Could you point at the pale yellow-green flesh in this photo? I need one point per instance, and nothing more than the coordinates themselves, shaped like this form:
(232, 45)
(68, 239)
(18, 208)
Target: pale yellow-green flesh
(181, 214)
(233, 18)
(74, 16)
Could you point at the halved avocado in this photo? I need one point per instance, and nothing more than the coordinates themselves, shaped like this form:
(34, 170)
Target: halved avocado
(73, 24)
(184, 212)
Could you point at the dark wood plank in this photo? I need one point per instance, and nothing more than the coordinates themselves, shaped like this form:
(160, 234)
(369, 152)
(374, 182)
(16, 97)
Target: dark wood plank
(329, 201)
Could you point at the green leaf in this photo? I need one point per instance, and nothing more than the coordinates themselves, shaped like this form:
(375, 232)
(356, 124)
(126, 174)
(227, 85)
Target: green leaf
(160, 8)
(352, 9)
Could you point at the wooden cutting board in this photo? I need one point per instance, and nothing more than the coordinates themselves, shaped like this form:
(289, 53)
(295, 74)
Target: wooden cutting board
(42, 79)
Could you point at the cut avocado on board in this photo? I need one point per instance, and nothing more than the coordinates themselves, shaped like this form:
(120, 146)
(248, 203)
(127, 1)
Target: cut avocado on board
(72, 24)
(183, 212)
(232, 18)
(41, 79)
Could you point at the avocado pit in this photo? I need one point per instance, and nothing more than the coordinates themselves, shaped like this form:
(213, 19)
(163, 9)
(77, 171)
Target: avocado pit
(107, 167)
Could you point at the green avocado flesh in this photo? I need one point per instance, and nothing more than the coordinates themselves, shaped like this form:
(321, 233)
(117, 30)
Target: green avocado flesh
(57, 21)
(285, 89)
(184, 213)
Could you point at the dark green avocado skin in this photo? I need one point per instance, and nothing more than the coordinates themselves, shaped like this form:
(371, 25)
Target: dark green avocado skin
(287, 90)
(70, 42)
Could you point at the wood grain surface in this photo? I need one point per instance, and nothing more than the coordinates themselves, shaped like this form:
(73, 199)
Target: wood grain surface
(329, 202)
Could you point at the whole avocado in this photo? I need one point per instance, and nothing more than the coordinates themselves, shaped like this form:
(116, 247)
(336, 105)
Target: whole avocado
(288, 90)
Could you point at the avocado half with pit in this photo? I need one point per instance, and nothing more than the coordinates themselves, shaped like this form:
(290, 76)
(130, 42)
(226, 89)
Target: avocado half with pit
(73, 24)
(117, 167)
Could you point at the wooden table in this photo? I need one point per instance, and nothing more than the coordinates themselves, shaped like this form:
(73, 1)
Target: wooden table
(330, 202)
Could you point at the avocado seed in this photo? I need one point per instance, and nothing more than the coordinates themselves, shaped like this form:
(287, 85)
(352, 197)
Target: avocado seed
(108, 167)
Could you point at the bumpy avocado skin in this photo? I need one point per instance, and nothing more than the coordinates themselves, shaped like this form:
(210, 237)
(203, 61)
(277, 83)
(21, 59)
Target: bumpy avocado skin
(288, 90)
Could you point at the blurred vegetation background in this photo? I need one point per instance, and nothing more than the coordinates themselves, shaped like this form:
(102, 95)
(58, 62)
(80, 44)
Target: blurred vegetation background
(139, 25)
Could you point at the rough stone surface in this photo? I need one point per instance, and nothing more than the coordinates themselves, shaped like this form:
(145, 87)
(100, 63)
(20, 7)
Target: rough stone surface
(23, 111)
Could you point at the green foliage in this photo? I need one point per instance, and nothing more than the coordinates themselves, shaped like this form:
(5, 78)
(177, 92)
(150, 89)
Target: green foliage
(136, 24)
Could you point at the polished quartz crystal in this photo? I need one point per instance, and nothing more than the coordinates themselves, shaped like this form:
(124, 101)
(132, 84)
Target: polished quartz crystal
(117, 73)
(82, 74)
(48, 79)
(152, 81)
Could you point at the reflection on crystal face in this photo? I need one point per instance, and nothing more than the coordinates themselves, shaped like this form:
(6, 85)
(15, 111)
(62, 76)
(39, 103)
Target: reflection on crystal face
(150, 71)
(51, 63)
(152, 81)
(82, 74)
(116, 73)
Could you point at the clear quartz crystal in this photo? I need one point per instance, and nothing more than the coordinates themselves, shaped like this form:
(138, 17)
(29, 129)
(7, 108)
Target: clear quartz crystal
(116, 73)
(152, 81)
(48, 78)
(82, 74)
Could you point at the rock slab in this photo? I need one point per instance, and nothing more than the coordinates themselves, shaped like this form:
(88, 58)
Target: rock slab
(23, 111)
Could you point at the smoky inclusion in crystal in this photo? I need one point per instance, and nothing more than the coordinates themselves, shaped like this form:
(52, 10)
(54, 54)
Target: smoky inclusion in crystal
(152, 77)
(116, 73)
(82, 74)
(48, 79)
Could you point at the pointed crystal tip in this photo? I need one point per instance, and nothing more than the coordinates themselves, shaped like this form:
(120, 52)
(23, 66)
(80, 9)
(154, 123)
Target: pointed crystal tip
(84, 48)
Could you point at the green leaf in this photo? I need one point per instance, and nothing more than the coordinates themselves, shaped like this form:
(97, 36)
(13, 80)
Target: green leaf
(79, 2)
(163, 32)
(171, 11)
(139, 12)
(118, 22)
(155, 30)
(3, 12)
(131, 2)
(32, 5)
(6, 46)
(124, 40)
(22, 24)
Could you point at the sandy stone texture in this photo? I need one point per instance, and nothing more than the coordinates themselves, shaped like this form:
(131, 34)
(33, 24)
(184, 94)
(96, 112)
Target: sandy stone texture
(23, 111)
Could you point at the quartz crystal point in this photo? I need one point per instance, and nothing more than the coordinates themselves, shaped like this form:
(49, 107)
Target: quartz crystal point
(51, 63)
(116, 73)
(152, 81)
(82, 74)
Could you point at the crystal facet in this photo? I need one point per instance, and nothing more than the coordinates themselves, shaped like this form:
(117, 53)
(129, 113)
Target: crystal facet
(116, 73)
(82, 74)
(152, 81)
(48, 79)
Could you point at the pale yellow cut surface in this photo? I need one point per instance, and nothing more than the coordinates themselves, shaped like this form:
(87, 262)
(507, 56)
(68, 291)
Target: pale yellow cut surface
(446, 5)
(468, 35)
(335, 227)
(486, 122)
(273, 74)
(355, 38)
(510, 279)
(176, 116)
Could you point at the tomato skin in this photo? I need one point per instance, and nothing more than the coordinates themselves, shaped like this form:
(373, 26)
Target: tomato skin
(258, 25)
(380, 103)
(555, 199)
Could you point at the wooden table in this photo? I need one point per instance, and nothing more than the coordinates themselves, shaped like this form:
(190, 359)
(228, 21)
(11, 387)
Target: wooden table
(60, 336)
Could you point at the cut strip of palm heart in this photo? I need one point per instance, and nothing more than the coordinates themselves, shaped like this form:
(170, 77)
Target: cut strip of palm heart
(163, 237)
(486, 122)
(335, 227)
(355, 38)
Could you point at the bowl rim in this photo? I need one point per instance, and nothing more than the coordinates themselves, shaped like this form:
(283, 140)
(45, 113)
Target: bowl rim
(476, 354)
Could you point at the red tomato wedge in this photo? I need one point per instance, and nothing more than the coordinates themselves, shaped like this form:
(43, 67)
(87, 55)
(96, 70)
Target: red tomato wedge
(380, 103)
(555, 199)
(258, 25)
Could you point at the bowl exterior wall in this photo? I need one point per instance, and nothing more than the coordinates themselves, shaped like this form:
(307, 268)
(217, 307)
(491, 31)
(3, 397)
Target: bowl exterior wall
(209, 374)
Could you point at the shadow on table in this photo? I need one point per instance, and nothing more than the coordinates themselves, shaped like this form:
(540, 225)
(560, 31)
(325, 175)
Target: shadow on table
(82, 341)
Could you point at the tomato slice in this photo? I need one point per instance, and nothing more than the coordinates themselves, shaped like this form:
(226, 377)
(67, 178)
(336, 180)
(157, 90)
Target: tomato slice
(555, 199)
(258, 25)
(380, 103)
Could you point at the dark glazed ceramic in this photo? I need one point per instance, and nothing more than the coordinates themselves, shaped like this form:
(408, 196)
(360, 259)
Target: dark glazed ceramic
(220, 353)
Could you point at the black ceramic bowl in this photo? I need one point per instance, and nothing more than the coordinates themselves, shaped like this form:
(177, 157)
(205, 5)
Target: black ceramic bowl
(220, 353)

[REQUIRED TASK] Rewrite the material from the line containing "Could you point at the black" through its end, keeping the request lines as they are. Multiply each coordinate in the answers (not the sample coordinates in the request) by 2.4 and round to whole numbers, with halves rounded up.

[COMPLETED TASK]
Could you point at the black ceramic bowl in this photo? I need one point per instance, and nothing more than the coordinates themselves, shaped like this form:
(177, 157)
(205, 5)
Target: black ceramic bowl
(528, 847)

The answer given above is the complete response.